MATERIALS PROVIDED
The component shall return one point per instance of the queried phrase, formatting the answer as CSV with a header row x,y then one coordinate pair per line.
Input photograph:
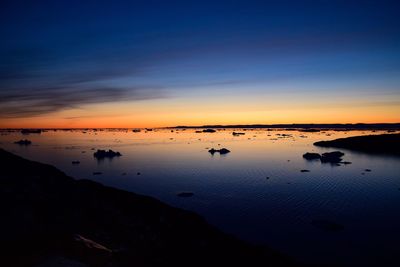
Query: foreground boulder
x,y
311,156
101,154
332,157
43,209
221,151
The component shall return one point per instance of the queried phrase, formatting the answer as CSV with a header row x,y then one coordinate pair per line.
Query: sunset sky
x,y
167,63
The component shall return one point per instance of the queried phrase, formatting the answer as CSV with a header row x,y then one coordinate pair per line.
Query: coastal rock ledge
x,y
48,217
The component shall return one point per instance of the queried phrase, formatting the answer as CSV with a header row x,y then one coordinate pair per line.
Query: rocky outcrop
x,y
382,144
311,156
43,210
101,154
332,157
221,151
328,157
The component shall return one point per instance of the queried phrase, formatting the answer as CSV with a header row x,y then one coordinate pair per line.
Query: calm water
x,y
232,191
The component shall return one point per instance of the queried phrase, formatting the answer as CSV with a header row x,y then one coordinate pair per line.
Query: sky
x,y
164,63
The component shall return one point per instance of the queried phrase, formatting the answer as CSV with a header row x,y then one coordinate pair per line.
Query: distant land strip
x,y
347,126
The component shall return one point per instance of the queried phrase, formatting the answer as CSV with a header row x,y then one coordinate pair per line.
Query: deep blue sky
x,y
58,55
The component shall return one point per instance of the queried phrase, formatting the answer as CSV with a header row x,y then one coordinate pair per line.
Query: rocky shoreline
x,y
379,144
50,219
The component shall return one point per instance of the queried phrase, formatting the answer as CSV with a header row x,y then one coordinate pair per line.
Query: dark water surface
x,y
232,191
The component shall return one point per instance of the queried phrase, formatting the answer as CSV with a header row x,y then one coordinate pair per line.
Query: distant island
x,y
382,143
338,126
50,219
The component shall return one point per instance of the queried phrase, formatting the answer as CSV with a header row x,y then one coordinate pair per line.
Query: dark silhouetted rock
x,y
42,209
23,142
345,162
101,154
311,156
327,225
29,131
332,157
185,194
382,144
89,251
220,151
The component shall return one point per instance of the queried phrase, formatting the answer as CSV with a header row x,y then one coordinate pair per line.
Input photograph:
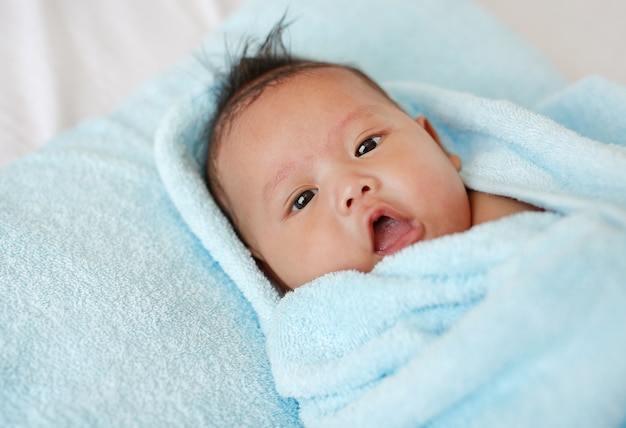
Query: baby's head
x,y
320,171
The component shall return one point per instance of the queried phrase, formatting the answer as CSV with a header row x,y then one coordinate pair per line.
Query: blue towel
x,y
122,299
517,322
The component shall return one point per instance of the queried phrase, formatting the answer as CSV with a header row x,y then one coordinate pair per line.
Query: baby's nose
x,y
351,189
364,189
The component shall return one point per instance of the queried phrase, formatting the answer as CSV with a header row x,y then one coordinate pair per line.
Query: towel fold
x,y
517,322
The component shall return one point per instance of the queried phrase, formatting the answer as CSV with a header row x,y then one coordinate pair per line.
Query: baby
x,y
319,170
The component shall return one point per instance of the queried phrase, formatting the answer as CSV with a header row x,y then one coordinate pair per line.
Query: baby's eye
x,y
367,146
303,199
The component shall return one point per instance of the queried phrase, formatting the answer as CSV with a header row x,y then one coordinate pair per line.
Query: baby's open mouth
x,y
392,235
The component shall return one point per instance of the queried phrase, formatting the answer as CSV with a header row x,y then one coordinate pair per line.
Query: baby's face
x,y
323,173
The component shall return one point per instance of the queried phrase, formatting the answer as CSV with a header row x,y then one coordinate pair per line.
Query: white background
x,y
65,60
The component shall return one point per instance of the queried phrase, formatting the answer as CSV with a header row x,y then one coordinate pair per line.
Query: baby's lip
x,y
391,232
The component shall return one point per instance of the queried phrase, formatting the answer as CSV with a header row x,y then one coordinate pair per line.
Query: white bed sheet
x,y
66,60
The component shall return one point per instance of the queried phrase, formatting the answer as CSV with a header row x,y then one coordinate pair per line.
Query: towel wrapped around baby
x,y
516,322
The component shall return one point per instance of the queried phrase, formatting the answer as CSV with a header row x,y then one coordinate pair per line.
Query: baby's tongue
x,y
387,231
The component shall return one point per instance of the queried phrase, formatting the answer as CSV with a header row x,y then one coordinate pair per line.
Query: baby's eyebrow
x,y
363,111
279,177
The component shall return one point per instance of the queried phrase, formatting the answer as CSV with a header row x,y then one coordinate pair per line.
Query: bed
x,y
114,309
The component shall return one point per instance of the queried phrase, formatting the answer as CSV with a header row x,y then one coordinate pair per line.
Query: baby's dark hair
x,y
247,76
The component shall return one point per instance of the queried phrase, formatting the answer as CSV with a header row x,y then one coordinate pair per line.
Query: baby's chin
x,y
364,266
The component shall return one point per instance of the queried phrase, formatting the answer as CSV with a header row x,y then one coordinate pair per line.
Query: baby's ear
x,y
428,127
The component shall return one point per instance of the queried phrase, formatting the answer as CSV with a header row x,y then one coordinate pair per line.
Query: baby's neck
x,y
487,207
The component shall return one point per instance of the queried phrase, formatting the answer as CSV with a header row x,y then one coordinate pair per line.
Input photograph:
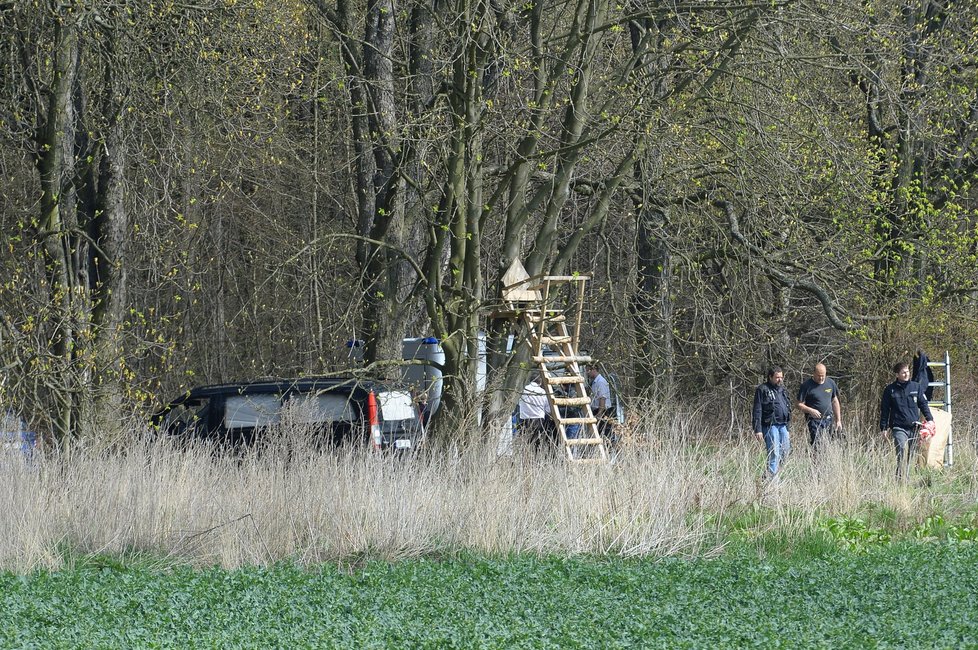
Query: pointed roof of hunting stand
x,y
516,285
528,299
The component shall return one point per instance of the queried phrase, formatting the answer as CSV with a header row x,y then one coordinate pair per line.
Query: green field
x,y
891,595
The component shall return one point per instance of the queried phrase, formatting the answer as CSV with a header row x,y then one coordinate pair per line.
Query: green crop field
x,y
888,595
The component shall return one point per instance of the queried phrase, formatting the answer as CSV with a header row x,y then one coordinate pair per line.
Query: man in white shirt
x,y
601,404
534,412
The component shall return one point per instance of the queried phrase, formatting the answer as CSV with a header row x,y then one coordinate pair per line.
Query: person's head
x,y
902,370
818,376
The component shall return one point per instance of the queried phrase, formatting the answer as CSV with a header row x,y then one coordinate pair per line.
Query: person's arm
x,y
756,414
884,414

REQUIRED WORK
Write out each entry exactly as given, but skip the pictures.

WRITTEN RESPONSE
The component shall return one point per instance of the queried phrase, formatting the answer as CSV with a header row x,y then one coordinate pair per line.
Input photograph:
Query: foreground boulder
x,y
311,156
101,154
332,157
43,209
221,151
The component shall return one point per instance of the queried phrase, formatting the answer as CSV with a header row x,y then one coordinate pair per line.
Query: sunset sky
x,y
167,63
The component shall return one point per instance of the queried phrase, formatting the answer as CSV with a header row x,y then one coordinate pair per line.
Query: coastal rock ledge
x,y
48,217
The component shall return one point per instance of the queried phrase, formatting the answer as CSV with a header row x,y then one coordinate pair per line.
Query: rocky outcrop
x,y
382,144
311,156
43,210
101,154
332,157
221,151
328,157
The component shall return one point per instance of the queried phrase, formatting the answer as CSV with a header row x,y then one coordinate pair per line.
Query: calm water
x,y
232,191
The component shall return one point per instance of the queried phrase, formatting the answer as CSV with a header row x,y then one coordinate pair per line.
Query: sky
x,y
164,63
The component shall return one point per instance of the queried phrase, formatting the answer as CSV with a header row x,y then one coordinate pair per line.
Query: distant land strip
x,y
347,126
The component shall return one point per instance of the queried phrase, formatting the answer as CSV with a header row x,y then one coordinate pair per line.
Query: deep blue sky
x,y
58,55
The component shall return one point per instance of the queried phrase, formatting the answer as CSV with a header row x,y then one coordinate pair per line.
Query: rocky shoreline
x,y
379,144
50,219
The component shall return one point per instance of the queried phrase, formatting the answer as CSV with a header row x,y then one coordinate pair per line.
Query: dark water surface
x,y
232,191
The component shall return one point per instance of the queried phrase, formatting the answer as CSV with a header row x,y then one coordinate pair per line.
Query: distant island
x,y
382,143
338,126
50,219
The component shall return one point per instance of the queried phrase, formatting the answer as CSV with a header row x,y then one coordinate pair per line.
Query: dark silhouetted rock
x,y
42,209
23,142
345,162
101,154
311,156
327,225
29,131
332,157
185,194
382,144
89,251
220,151
The component shall return one point per instance of the queried phrase, formatting the answer as CSV with a header row x,y then one coordinate pair per line.
Input photograph:
Query: baby's head
x,y
320,171
The component shall return one point per instance of the queried phrase, formatting the answer as CSV with a header row x,y then one coordinate pair per line.
Query: blue towel
x,y
122,299
517,322
The component shall return one point per instance of the queried phrase, formatting the answer as CSV with a header row x,y then one coordinate pair per line.
Query: baby's nose
x,y
351,189
364,189
The component shall return one point per instance of the queried phrase, formatting the answer as CSV with a header row x,y then one coordinate pair per line.
Query: towel fold
x,y
517,322
The component shall return one point per instance of the queried phrase, formatting the answer as CSV with a header row x,y then one coordinate pair per line.
Query: baby
x,y
319,170
The component shall return one point per instance of the queried phrase, formatting the answer as CSV with a header row x,y then one coordinate pair per line.
Query: baby's eye
x,y
367,146
303,199
The component shall return one point per instance of the queried phrase, formatting the answer as CSV with a header row x,y then one coordinate pair per line.
Query: baby's open mouth
x,y
392,235
The component shall return one point per instance of the queried phrase, formatting the answer as CSV with a header row x,y then one coordinate pair per line.
Query: baby's face
x,y
323,173
The component shall return one point per instance of the queried phrase, formatting the answer as CSV with a header row x,y then one coordinate pair per line.
Query: white background
x,y
65,60
The component shall return one point per instance of the queried phrase, formatting the answer as CSV with a header row x,y then one coordinate pair per line.
Query: baby's lip
x,y
391,232
The component shall return one point per instance of the queried phrase, formatting the answer as CSV with a header row x,y then one coordinate pair per line.
Query: white bed sheet
x,y
66,60
The component shall return one point per instance of the queried phrase, formatting the answer as CSV with a header row x,y then one coordinate pair per line.
Query: towel wrapped around baby
x,y
516,322
The component shall return one point per instance of the queried phrase, formatting the answer as CSV with a header row x,y then one coordinate pair per line.
Query: baby's tongue
x,y
387,231
The component shall return one point per instance of the queried phrase, formatting the answer as CSV with a header row x,y then one coordinate pair per line.
Query: baby's eyebrow
x,y
363,111
279,177
The component shall return one point per instance of the queried phrase, formatting the answer as CSV with a header row x,y then one coordinate pair per line.
Query: bed
x,y
114,309
The component shall return one point per instance of the queried phrase, formatting the answer as CSV with a header row x,y then one coordinate pair per line.
Query: baby's dark hair
x,y
247,76
The component shall return one point per instance of the queried phrase, formatting the answer as CSV with a header row x,y then one coordinate pair per line.
Query: baby's chin
x,y
364,266
The component shall return one point per instance of the queried phrase, formatting the answer as CSV with a header row x,y then one coordinate pair per line.
Query: baby's ear
x,y
428,127
The component shall return one point per instance of the queried phrase, formatting the answer as CSV with a header row x,y then one coordinate pair per line.
Query: baby's neck
x,y
487,207
The component shall return one point per instance of the queried phrase, formatting the answer as CSV with a header row x,y then one coordinate pair per line.
Input photograph:
Query: pointed roof of hunting stand
x,y
516,285
528,299
The component shall return one point per instance of the queried phrase, formatting the answer as CSV with a header row x,y then one coordinate pair per line.
Query: green field
x,y
891,595
The component shall return one point per instance of the queried phrase, formatting the answer as CSV with a header row x,y then one coordinate pair per line.
Query: green crop field
x,y
888,595
The component shall return one point per instance of the queried phrase, formatting the answer as CSV with a header row x,y then one coordinate pair per line.
Query: man in white shirt
x,y
601,404
534,412
The component shall return one point per instance of the queried phrase, formatting the answer as CSV with a header row x,y then one coordinate pair per line.
Query: person's head
x,y
902,370
818,376
The component shall return one point per instance of the queried phrase, formatting the answer as CSV with a header row x,y then one coordinate pair per line.
Query: person's arm
x,y
756,414
884,414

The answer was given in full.